*EXERCISE PROMPT:*
Find "Task: place one point on each instance of the jacket" in the data, then restate the line it sits in and every later line word for word, ending with the last line.

*PROVIDED ENTRIES:*
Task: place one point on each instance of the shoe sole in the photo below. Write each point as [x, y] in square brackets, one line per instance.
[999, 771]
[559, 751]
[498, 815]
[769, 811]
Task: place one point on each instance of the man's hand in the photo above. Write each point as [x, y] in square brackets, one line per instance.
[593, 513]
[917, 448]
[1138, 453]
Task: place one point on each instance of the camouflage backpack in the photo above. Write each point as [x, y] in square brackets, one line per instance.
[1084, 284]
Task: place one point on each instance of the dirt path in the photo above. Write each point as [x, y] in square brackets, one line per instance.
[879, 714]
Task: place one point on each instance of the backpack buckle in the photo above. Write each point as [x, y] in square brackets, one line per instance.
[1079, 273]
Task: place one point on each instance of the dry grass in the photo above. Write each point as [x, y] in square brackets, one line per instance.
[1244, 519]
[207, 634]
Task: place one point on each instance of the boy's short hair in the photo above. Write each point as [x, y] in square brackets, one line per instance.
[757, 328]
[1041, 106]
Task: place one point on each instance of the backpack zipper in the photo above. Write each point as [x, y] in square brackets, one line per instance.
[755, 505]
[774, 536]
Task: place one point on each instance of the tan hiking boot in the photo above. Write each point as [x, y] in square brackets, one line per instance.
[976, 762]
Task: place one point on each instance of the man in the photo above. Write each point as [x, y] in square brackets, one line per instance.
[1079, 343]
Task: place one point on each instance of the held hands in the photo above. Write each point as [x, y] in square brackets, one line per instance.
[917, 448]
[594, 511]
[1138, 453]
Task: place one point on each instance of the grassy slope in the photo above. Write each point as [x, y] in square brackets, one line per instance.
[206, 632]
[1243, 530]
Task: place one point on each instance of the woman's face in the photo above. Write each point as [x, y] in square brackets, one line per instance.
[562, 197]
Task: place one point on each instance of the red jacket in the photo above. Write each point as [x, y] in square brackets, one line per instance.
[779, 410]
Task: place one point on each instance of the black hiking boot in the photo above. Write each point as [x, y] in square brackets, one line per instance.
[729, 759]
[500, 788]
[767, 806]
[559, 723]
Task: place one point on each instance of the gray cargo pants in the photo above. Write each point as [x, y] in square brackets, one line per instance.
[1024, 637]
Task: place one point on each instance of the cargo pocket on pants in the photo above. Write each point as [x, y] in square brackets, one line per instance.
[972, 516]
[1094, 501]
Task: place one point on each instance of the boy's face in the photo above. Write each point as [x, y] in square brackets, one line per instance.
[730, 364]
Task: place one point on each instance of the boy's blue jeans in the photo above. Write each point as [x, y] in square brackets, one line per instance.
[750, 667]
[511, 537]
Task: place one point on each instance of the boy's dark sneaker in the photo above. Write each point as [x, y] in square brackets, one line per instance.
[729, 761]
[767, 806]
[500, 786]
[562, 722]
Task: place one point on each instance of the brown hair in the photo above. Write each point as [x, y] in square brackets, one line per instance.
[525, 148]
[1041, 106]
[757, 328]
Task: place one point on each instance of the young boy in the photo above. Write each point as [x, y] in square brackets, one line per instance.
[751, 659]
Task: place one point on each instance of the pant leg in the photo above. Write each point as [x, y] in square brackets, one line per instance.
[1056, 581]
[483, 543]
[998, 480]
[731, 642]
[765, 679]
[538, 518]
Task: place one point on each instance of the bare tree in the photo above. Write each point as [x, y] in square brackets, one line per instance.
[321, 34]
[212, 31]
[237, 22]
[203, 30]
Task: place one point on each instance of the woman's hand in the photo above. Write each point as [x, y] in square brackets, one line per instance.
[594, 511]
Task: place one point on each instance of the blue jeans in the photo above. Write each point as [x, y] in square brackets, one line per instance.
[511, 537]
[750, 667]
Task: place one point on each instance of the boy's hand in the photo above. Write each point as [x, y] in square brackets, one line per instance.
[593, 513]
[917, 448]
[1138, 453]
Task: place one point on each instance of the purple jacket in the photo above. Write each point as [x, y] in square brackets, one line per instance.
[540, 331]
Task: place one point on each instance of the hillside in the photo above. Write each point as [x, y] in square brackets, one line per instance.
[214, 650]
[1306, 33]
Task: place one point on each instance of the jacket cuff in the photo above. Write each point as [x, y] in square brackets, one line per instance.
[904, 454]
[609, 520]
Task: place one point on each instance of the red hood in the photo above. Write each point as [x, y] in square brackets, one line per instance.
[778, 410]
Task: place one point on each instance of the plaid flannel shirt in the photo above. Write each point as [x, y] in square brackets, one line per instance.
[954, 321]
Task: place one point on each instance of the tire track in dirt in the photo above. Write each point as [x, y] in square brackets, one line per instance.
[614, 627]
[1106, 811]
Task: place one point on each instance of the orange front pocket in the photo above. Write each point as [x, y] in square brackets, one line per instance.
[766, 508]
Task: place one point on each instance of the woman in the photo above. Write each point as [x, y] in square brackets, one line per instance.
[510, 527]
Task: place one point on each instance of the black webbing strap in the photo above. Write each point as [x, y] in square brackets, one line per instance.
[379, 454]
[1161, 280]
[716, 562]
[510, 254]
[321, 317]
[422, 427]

*ANSWER TO THE PROBLEM:*
Task: place one point on each instance of the jacket cuff in the photo above. Write each point as [x, y] in square brackets, one line per instance.
[904, 454]
[609, 520]
Task: place one point on each instance of the red hood in the photo above. Write each point as [x, y] in square brackets, one line per instance.
[778, 410]
Task: place one point on each instance of the plaid flannel shirt in the photo above. Write each point as [x, y] in square brackets, one line per instance.
[954, 321]
Task: place one point on each instance of the tire track in dirt in the photo above. Write each point as [x, y] in square brackets, one line per instance.
[614, 627]
[1106, 811]
Task: place one point on each instance of the orange front pocket in the photo above. Write each point as [x, y] in square brackets, one line per instance.
[766, 508]
Task: place one point on each instance of the woman in the photo above. Write each point as [x, y] in square brackets, one line per instance.
[510, 527]
Task: place one point on each instance of the black webbing strap in the photo above. Write each point as [x, y] in square brackets, one line per instance.
[379, 454]
[1161, 280]
[716, 562]
[510, 254]
[321, 317]
[422, 427]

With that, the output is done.